**What to produce**
Can you format the stretch of the records from the line containing "of the shirt" through the line containing "column 71, row 166" as a numbered list, leaving out blank lines?

** START **

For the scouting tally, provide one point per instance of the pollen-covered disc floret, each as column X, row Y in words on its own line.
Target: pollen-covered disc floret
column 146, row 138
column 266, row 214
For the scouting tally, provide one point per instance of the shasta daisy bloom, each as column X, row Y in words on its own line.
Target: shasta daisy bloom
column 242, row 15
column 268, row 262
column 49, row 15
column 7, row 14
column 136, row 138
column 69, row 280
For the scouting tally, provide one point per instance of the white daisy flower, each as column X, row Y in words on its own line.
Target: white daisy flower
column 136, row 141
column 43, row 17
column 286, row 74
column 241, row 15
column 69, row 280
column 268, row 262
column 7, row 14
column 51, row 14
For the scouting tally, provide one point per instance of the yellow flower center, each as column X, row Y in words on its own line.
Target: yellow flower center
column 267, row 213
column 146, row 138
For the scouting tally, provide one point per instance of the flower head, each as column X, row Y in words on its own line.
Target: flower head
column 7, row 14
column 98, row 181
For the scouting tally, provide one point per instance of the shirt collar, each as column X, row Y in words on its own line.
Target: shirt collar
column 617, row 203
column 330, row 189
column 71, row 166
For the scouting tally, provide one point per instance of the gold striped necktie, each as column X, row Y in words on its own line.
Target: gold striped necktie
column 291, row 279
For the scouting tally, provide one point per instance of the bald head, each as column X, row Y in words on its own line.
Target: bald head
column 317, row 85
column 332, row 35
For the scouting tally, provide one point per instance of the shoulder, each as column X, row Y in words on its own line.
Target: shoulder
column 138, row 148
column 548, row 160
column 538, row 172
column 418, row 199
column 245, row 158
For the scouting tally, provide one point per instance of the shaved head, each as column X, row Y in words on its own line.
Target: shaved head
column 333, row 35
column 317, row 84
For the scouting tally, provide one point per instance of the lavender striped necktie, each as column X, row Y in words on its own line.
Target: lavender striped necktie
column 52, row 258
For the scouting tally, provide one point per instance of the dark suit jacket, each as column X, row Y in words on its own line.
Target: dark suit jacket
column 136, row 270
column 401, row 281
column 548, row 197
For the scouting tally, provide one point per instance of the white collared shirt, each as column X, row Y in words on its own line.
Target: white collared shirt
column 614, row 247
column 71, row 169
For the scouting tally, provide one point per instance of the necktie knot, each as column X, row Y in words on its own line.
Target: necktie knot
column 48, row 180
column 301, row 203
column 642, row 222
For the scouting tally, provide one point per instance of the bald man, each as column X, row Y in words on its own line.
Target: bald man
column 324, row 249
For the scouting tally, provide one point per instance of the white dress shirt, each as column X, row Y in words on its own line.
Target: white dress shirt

** END **

**Solution for this problem**
1. For the scouting tally, provide one point per instance of the shirt collar, each as column X, row Y in words on its own line.
2. Target: shirt collar
3. column 617, row 203
4. column 330, row 189
5. column 71, row 166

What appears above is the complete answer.